▶ _OBJECTIVE A_:
Answer these questions from the passage on berth and quay crane assignment.
(i) Which search scheme do Giallombardo et al. (2010) use, and from which work is it taken?
(ii) What do Han et al. (2010) assume about vessel arrival and service times?
(iii) What is the objective of Zhang et al. (2010)?

═════ PASSAGE GIVEN ═════

Zhou and Kang (2008) formulate a stochastic program and a GA-based heuristic to solve the problem. Imai et al. (2008a) provide a mathematical formulation and a GA-based heuristic without considering the relationship between vessel handling time and the number of quay cranes. It is also assumed that the unloading and loading of a vessel cannot start until all assigned quay cranes are available. Liang et al. (2009) formulate a non-linear mixed integer program and propose a GA-based heuristic to solve the problem. The paper ignores the transferring (i.e., setup) time of quay cranes. Giallombardo et al. (2010) formulate a linear MIP and use the Tabu Search scheme from Cordeau et al. (2005) to solve the problem. The paper is based on the concept of quay crane profiles, which indicate the number of quay cranes assigned to a vessel at each time step. Given a set of predefined quay crane profiles, the authors focus on simultaneously assigning the berths and quay crane profiles to vessels. Their objective is to maximize the total value of the chosen quay crane profile while minimizing the cost of handling the containers from the yard, represented as a piecewise linear function. Zhang et al. (2010) propose a mixed integer program and sub-gradient-based heuristic considering the coverage range of quay cranes. Their objective is to minimize the weighted sum of handling and penalty costs. Liang et al. (2011) formulate the problem as a non-linear bi-objective problem to minimize the sum of handling, waiting, and delay costs, and minimizing the number of quay crane movements between berths. The problem is solved with a GA-based heuristic. In the paper, the transfer time of quay cranes is not considered. Han et al. (2010) propose a stochastic formulation assuming vessel arrival and service times are stochastic. The objective is to minimize the expected value plus standard deviation of the total waiting and handling times by creating a robust berth assignment. The paper assumes that quay cranes are allowed to move between vessels as long as the total number of quay cranes serving a vessel remains unchanged. A GA-based heuristic is proposed to solve the problem. The paper states that survey and analysis of actual terminal operation data shows that the under ordinarily circumstances the vessel arrival time and task handling time are normally distributed.

4.5 Continuous dynamic BAP/QCAP (CDBAP/QCAP)

═════ TASK INPUTS ═════

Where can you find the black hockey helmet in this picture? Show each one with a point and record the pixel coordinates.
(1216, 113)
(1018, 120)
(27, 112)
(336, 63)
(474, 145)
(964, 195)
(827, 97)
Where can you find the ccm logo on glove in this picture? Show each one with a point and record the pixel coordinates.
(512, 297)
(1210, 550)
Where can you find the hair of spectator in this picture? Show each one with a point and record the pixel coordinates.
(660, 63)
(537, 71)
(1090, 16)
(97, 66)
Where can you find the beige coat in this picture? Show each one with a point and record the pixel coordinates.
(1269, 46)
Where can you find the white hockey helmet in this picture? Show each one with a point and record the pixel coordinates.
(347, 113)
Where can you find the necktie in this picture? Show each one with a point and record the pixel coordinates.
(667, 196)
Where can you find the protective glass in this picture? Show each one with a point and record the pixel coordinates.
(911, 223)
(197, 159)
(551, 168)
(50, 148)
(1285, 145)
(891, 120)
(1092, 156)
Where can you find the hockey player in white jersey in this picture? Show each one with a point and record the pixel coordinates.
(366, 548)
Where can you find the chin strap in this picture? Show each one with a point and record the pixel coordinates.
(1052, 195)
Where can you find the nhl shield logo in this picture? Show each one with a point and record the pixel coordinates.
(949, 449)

═════
═════ TASK INPUTS ═════

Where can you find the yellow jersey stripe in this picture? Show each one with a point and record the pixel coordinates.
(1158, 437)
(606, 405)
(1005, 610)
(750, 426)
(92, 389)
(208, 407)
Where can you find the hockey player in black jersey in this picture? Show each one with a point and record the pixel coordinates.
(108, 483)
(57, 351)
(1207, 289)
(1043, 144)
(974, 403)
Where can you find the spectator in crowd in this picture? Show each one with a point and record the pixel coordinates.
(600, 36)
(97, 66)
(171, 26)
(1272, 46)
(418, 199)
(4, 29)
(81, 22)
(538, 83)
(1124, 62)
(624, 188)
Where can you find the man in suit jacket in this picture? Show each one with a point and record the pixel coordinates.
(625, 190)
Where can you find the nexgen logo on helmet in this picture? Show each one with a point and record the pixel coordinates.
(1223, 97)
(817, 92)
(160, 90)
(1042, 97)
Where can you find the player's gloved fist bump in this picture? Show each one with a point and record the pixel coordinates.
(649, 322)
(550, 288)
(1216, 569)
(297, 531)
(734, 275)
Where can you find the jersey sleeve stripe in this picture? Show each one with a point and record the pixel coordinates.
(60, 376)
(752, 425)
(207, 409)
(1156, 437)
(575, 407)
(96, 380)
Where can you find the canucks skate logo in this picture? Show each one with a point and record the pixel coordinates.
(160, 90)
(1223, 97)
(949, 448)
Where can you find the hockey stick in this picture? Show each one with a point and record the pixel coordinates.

═════
═════ TASK INPUTS ═════

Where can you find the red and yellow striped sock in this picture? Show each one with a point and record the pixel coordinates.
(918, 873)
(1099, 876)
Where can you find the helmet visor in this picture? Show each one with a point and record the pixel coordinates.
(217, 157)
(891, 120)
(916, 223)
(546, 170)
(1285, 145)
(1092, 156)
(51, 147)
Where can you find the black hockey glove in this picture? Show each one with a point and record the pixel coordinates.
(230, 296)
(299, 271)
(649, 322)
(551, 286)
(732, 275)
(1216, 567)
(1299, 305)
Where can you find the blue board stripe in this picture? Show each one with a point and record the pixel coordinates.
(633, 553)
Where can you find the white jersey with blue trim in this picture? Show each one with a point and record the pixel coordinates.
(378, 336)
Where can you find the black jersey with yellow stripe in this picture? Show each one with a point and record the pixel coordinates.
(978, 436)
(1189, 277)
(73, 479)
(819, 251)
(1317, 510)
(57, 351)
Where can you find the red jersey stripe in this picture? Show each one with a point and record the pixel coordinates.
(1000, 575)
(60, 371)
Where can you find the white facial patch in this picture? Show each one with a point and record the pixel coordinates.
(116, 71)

═════

▶ _OBJECTIVE B_: In the records, take the part that opens with the line containing "Where can you find the nexgen" and closes with the line containing "Where can you find the hockey stick". Write only those lines out again, replacing "logo" with "emblem" and leaving everything else unchanged.

▶ _TASK SOLUTION A_:
(i) They use the Tabu Search scheme from Cordeau et al. (2005).
(ii) They assume vessel arrival and service times are stochastic.
(iii) Their objective is to minimize the weighted sum of handling and penalty costs.

▶ _TASK SOLUTION B_:
Where can you find the nexgen emblem on helmet in this picture? Show each one with a point and record the pixel coordinates.
(1223, 97)
(817, 92)
(160, 90)
(1042, 97)
Where can you find the player's gloved fist bump in this picture? Show each one with a point and record the pixel coordinates.
(649, 322)
(550, 288)
(1216, 569)
(297, 531)
(734, 275)
Where can you find the jersey sleeve stripe in this picture? Show each one with a point and record the pixel coordinates.
(60, 376)
(752, 425)
(207, 409)
(1156, 437)
(575, 407)
(96, 380)
Where can you find the canucks skate emblem in this picture? Show each one with a point and record the pixel coordinates.
(160, 90)
(1223, 97)
(949, 448)
Where can you find the hockey stick in this picture? Show each one with a point and record the pixel coordinates.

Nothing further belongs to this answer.